TEXTE FOURNI:
******

Une source de diversification

La parcelle agroforestière est aussi une source de diversification ayant pour but une rentabilité échelonnée dans le temps. "En comparant cela à de l'épargne, l'arbre fruitier produit des intérêts à moyen terme et l'arbre forestier une épargne de retraite. Ma partie fruitière sera complémentaire de mon activité de production et de vente directe de viande de bœuf et de veau. Des pommes ainsi que des poires locales et écologiques seront alors proposées pour toucher de nouveaux clients, ma partie forestière sera utilisée pour la menuiserie. Pour d'autres, l'alternative serait de planter des arbres à croissance rapide pour la production de bois déchiqueté ou de chauffage".

Parcelle agroforestière de 7 ha plantée en février 2016, Saint-Martin-de-Mieux, Calvados. © J. P.

******

DONNÉES FOURNIES:
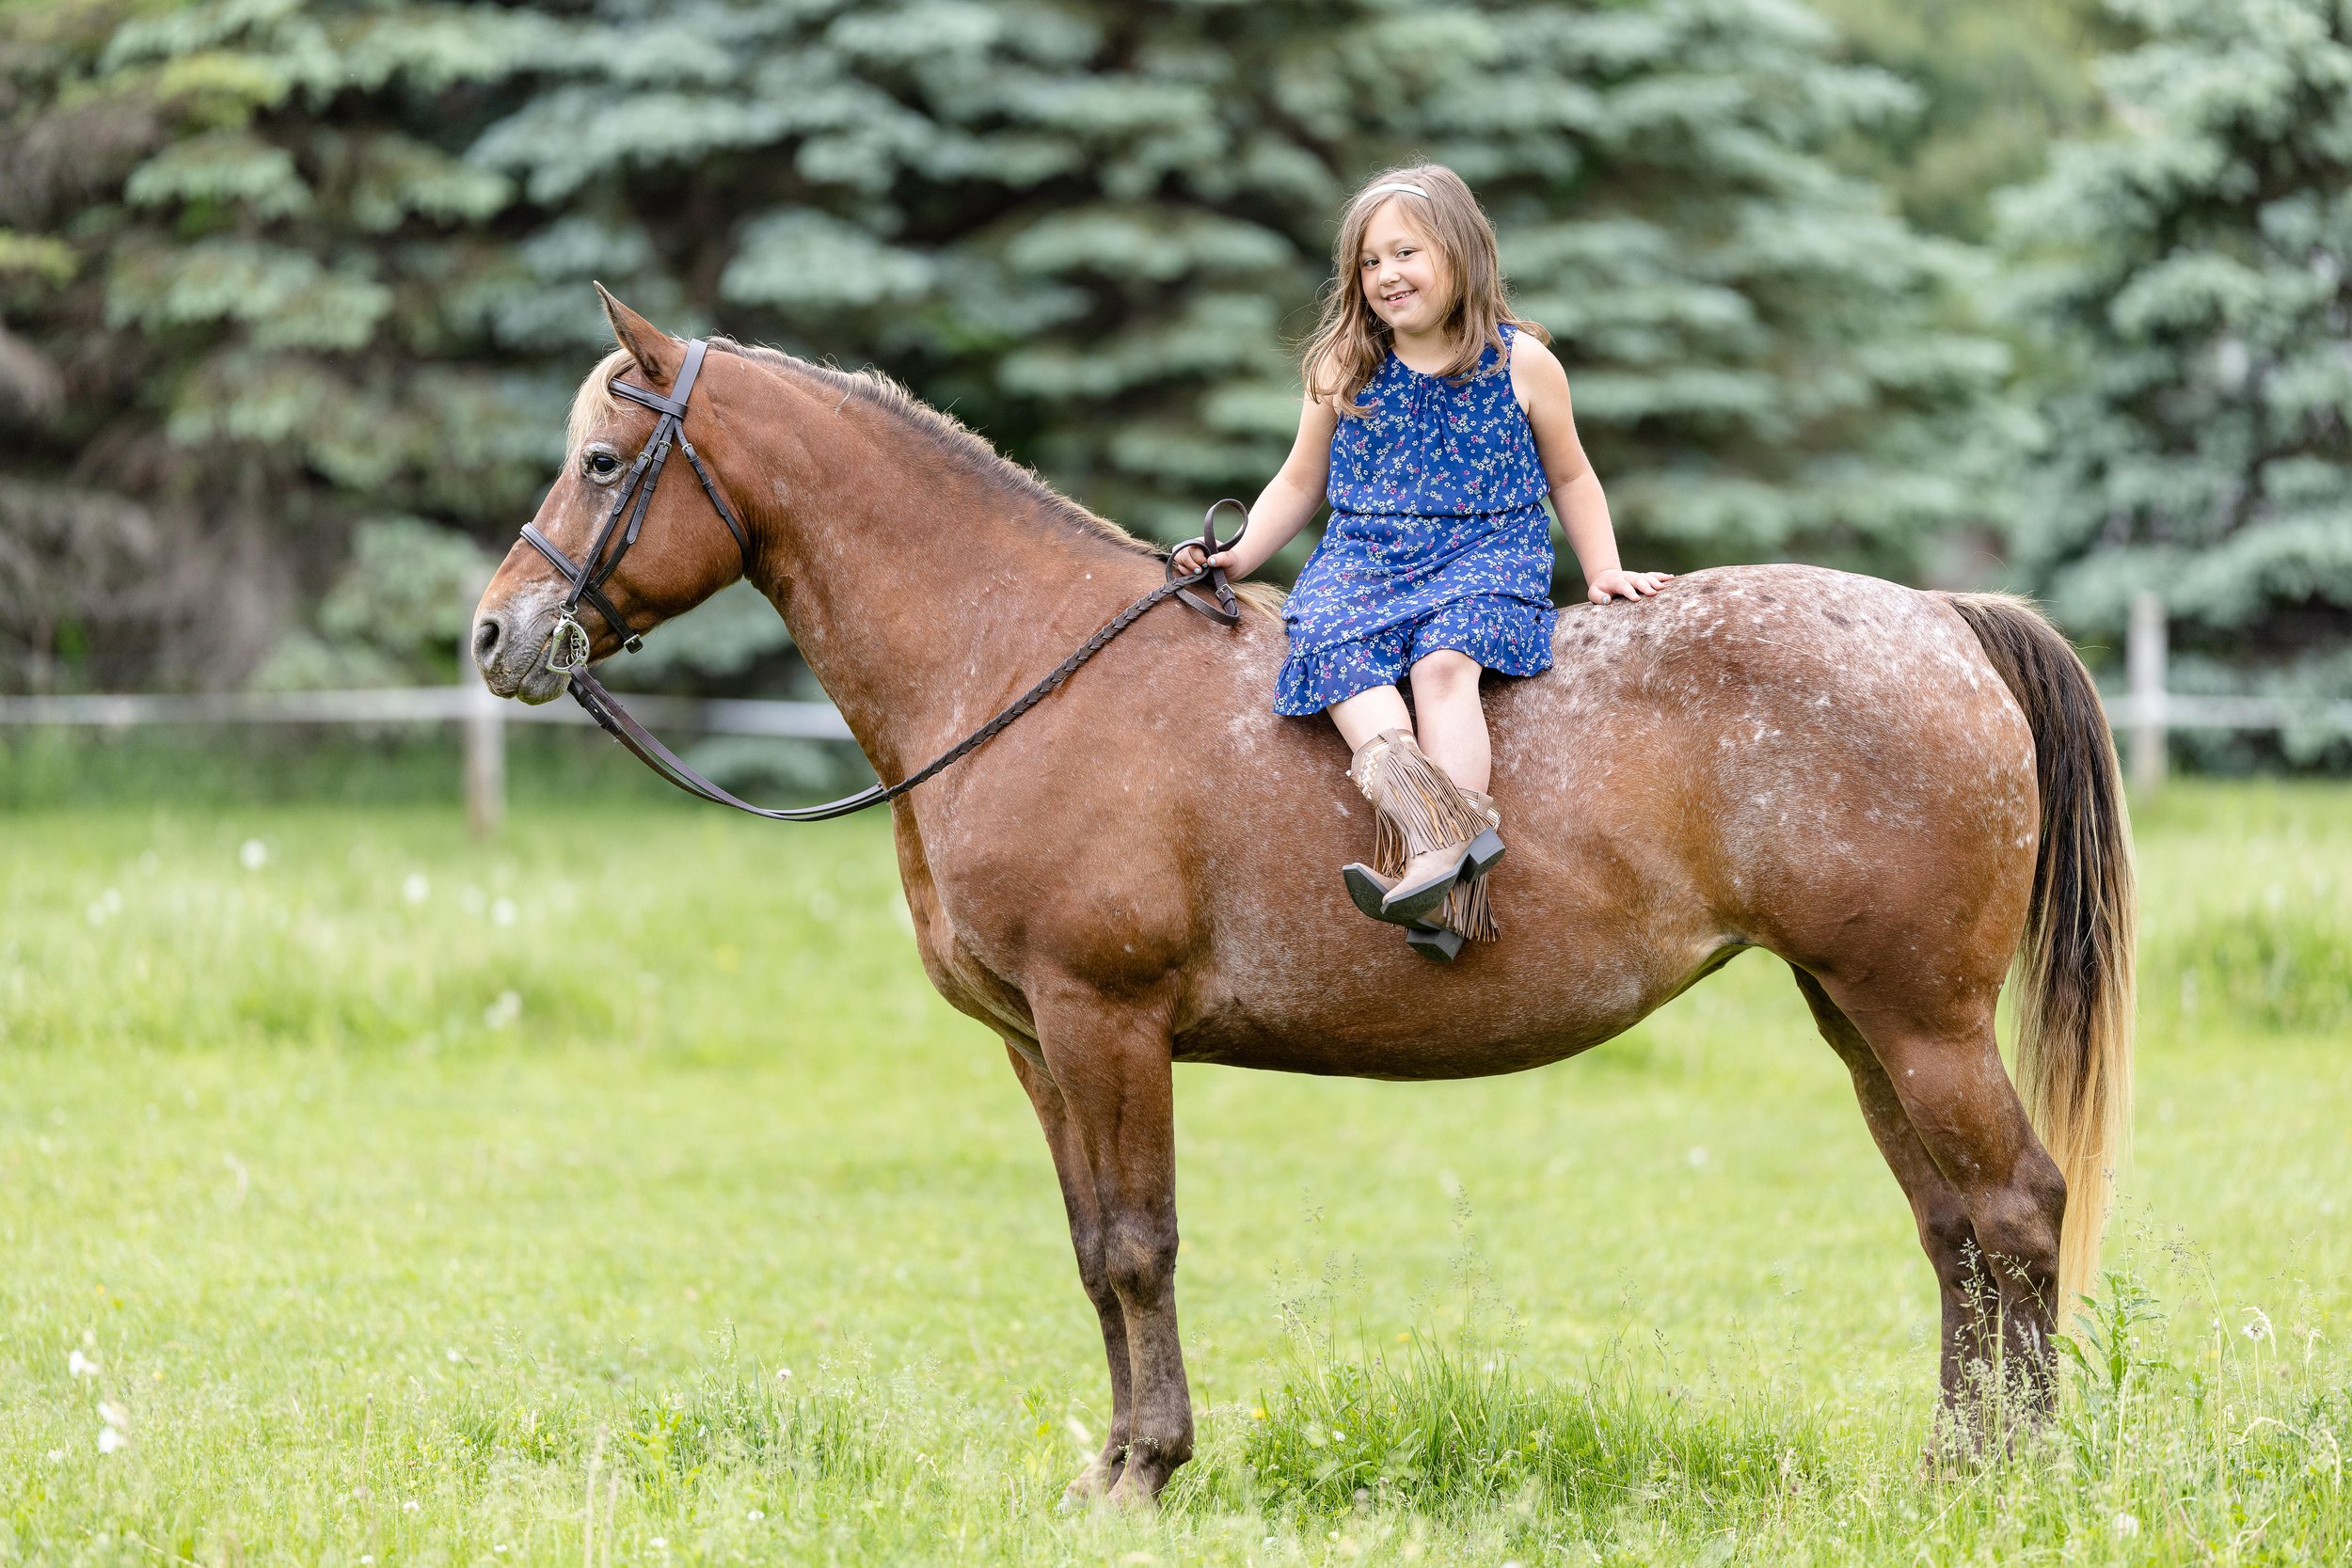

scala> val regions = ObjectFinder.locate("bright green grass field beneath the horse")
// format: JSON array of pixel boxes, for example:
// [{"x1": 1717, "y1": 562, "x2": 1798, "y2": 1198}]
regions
[{"x1": 0, "y1": 785, "x2": 2352, "y2": 1568}]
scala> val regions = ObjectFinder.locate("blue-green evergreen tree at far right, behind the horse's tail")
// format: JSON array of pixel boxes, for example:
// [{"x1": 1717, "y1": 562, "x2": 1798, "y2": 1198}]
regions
[{"x1": 2004, "y1": 0, "x2": 2352, "y2": 761}]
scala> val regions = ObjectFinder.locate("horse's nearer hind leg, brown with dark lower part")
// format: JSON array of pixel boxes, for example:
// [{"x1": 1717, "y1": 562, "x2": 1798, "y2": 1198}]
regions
[{"x1": 1823, "y1": 978, "x2": 2065, "y2": 1416}]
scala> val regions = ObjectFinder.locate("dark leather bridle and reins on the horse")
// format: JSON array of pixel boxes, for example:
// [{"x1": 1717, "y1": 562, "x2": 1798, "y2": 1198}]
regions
[{"x1": 522, "y1": 339, "x2": 1249, "y2": 823}]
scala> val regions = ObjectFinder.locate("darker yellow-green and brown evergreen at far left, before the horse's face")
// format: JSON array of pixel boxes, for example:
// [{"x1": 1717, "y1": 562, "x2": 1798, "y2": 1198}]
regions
[{"x1": 0, "y1": 0, "x2": 572, "y2": 687}]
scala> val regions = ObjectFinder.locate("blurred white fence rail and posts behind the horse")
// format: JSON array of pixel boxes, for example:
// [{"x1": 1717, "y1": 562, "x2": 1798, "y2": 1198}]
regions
[{"x1": 0, "y1": 594, "x2": 2352, "y2": 834}]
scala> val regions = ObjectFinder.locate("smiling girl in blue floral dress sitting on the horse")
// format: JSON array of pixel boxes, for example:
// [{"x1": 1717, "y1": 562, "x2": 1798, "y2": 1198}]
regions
[{"x1": 1179, "y1": 165, "x2": 1668, "y2": 959}]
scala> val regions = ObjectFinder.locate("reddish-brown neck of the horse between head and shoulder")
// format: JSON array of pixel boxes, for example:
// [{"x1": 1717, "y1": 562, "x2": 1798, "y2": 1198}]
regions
[{"x1": 739, "y1": 399, "x2": 1157, "y2": 778}]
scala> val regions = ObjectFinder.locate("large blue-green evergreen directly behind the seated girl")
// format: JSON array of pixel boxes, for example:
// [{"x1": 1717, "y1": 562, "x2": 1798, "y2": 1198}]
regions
[{"x1": 475, "y1": 0, "x2": 2004, "y2": 576}]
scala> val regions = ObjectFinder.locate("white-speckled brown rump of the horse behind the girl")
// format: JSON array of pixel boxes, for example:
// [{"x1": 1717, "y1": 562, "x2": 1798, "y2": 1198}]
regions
[{"x1": 1496, "y1": 566, "x2": 2037, "y2": 982}]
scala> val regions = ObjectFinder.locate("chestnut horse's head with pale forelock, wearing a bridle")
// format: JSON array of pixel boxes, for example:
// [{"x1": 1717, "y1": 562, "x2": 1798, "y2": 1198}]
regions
[{"x1": 473, "y1": 284, "x2": 751, "y2": 703}]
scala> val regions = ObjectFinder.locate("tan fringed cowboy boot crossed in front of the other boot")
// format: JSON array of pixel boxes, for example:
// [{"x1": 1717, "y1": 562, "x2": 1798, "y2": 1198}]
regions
[{"x1": 1341, "y1": 729, "x2": 1503, "y2": 927}]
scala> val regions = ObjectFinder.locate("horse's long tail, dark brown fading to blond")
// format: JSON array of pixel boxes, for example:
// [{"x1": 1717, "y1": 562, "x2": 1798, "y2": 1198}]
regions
[{"x1": 1946, "y1": 593, "x2": 2136, "y2": 1323}]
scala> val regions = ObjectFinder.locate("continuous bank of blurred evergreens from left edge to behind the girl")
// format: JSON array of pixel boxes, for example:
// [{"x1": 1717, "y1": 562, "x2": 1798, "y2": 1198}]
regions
[{"x1": 0, "y1": 0, "x2": 2004, "y2": 687}]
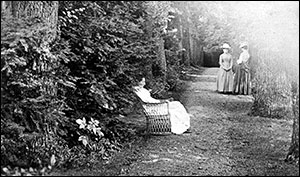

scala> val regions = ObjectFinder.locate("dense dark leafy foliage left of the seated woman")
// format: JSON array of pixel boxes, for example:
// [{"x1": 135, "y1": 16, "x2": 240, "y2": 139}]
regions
[{"x1": 1, "y1": 1, "x2": 171, "y2": 170}]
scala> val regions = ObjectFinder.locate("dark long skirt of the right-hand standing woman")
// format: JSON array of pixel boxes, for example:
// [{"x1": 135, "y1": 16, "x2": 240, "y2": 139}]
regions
[{"x1": 233, "y1": 65, "x2": 251, "y2": 95}]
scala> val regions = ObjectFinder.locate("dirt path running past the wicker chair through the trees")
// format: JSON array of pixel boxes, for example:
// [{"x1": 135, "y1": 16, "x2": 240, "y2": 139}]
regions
[{"x1": 51, "y1": 66, "x2": 299, "y2": 176}]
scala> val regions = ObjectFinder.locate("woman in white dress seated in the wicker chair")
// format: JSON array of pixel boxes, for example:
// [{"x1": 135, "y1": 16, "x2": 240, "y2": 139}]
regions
[{"x1": 134, "y1": 78, "x2": 191, "y2": 134}]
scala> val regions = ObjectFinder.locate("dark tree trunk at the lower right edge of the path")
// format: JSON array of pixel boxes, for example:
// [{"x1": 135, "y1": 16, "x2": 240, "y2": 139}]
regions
[{"x1": 286, "y1": 83, "x2": 299, "y2": 161}]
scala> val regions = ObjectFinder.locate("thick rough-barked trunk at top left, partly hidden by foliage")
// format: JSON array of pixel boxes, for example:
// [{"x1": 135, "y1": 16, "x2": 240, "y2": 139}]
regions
[{"x1": 1, "y1": 1, "x2": 58, "y2": 95}]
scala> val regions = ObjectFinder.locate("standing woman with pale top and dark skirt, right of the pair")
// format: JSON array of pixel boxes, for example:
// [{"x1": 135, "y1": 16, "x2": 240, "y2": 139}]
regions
[{"x1": 233, "y1": 43, "x2": 251, "y2": 95}]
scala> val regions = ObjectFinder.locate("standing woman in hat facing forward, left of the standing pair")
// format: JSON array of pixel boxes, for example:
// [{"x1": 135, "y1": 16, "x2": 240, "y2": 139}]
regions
[{"x1": 217, "y1": 43, "x2": 233, "y2": 93}]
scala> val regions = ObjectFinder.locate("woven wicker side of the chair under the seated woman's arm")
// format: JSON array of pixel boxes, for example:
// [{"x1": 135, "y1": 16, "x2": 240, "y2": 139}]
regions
[{"x1": 142, "y1": 102, "x2": 171, "y2": 134}]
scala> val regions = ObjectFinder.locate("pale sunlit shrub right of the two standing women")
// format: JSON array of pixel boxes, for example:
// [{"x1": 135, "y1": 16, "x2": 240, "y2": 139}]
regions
[{"x1": 251, "y1": 54, "x2": 292, "y2": 119}]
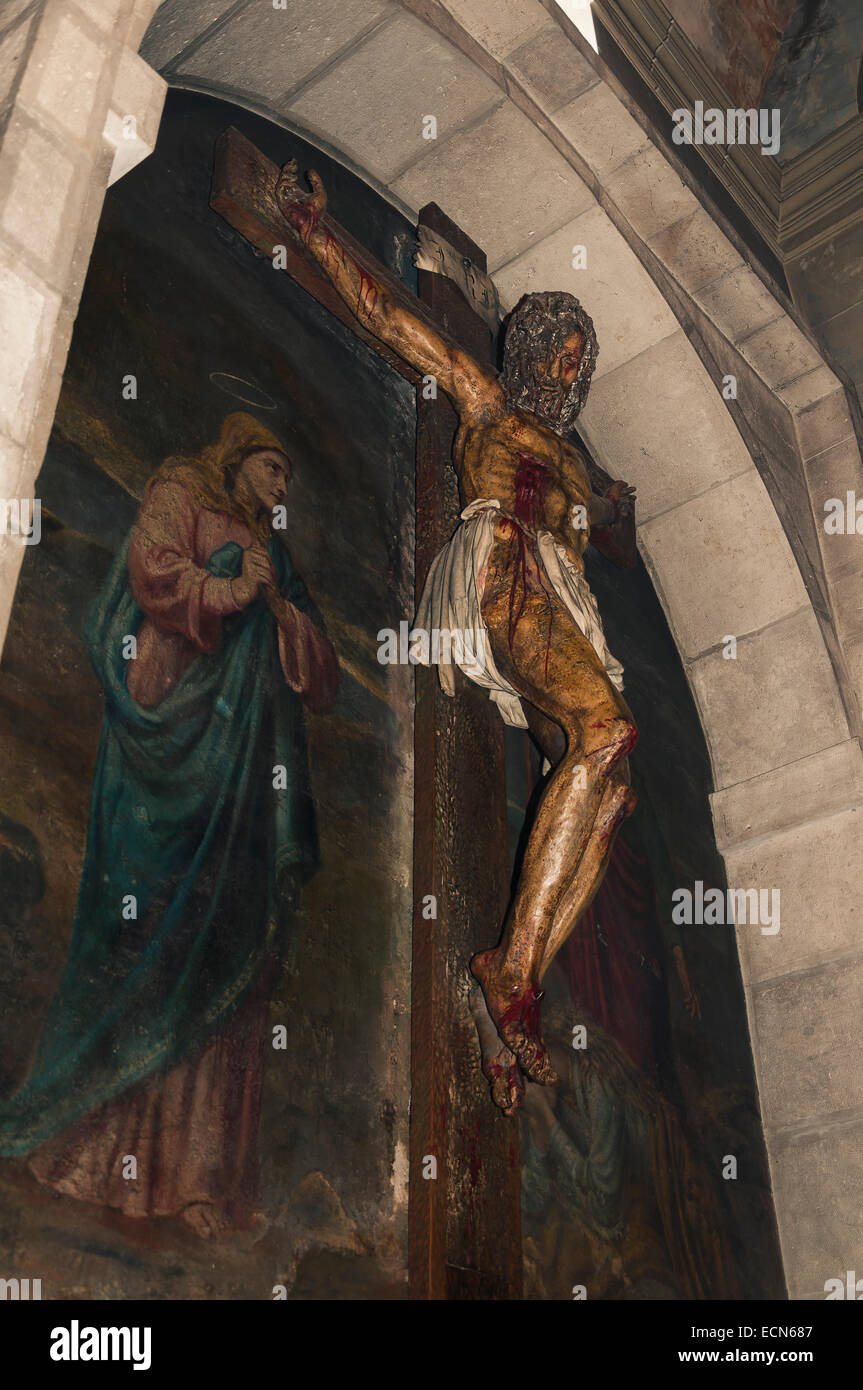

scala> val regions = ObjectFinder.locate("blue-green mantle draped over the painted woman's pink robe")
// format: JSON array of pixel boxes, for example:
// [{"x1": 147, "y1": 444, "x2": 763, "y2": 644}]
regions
[{"x1": 0, "y1": 416, "x2": 338, "y2": 1173}]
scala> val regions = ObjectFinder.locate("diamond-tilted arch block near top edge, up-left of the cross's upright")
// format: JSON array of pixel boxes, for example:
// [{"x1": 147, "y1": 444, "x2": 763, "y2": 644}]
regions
[{"x1": 288, "y1": 6, "x2": 502, "y2": 182}]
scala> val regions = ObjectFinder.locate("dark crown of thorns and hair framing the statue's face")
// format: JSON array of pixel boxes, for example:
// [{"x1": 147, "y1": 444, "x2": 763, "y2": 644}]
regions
[{"x1": 503, "y1": 291, "x2": 599, "y2": 410}]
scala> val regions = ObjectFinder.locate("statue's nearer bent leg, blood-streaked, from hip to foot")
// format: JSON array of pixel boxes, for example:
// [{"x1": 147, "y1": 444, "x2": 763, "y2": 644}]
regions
[{"x1": 471, "y1": 518, "x2": 636, "y2": 1083}]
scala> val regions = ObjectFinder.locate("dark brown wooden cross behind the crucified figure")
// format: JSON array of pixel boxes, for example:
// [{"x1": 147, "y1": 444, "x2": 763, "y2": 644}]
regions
[{"x1": 210, "y1": 129, "x2": 521, "y2": 1298}]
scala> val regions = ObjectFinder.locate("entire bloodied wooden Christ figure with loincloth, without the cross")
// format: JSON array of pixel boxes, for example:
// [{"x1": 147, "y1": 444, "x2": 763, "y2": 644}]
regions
[{"x1": 277, "y1": 161, "x2": 638, "y2": 1115}]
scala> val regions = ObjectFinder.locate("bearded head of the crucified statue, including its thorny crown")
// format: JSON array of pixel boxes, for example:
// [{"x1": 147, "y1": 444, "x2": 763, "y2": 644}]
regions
[{"x1": 502, "y1": 291, "x2": 599, "y2": 435}]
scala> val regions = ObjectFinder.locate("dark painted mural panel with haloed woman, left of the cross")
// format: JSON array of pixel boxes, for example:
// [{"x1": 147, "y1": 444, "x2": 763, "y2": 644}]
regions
[{"x1": 0, "y1": 93, "x2": 416, "y2": 1298}]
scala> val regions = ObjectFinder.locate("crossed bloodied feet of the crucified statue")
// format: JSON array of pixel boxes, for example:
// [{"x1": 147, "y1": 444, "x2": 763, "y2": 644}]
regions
[{"x1": 470, "y1": 948, "x2": 560, "y2": 1115}]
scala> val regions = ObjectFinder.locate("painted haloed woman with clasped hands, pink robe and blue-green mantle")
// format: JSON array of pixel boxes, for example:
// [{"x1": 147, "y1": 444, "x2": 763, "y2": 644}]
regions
[{"x1": 0, "y1": 413, "x2": 339, "y2": 1237}]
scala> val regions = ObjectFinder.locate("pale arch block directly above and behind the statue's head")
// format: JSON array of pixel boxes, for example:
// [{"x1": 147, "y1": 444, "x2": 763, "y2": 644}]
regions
[{"x1": 495, "y1": 206, "x2": 678, "y2": 381}]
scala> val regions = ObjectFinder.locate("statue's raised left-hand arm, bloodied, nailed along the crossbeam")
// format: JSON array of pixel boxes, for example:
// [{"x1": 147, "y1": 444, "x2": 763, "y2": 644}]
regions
[{"x1": 275, "y1": 160, "x2": 503, "y2": 418}]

******

ACTIVITÉS:
A. Comment traduire en anglais cette phrase du texte sur la parcelle agroforestière : « La parcelle agroforestière est aussi une source de diversification ayant pour but une rentabilité échelonnée dans le temps. » ?
B. Pouvez-vous recopier mot pour mot le passage du texte sur la parcelle agroforestière qui commence par « La parcelle agroforestière » et se poursuit jusqu'à « Calvados. © J. P. » ?
C. Quelle suite donneriez-vous au texte sur la parcelle agroforestière, à partir de sa dernière phrase ?

RÉPONSES PAR EXERCICE:
A. The agroforestry plot is also a source of diversification aimed at profitability staggered over time.

B.
La parcelle agroforestière est aussi une source de diversification ayant pour but une rentabilité échelonnée dans le temps. "En comparant cela à de l'épargne, l'arbre fruitier produit des intérêts à moyen terme et l'arbre forestier une épargne de retraite. Ma partie fruitière sera complémentaire de mon activité de production et de vente directe de viande de bœuf et de veau. Des pommes ainsi que des poires locales et écologiques seront alors proposées pour toucher de nouveaux clients, ma partie forestière sera utilisée pour la menuiserie. Pour d'autres, l'alternative serait de planter des arbres à croissance rapide pour la production de bois déchiqueté ou de chauffage".

Parcelle agroforestière de 7 ha plantée en février 2016, Saint-Martin-de-Mieux, Calvados. © J. P.

C.
L'arbre champêtre apporte un des éléments de réponse aux urgences climatiques, écologiques et environnementales. Opter pour des essences variées permet la biodiversité et répond aussi à l'urgence face au déclin des populations d'abeilles, à la raréfaction des coccinelles... Alors que les scientifiques tirent la sonnette d'alarme depuis plusieurs années, les résultats des élections européennes des 25 et 26 mai 2019 en France reflètent, enfin, une prise de conscience. Face à l'augmentation du prix des carburants et des intrants agricoles en général, certains agriculteurs utilisent désormais des techniques plus économiques tout en étant plus respectueuses de l'environnement.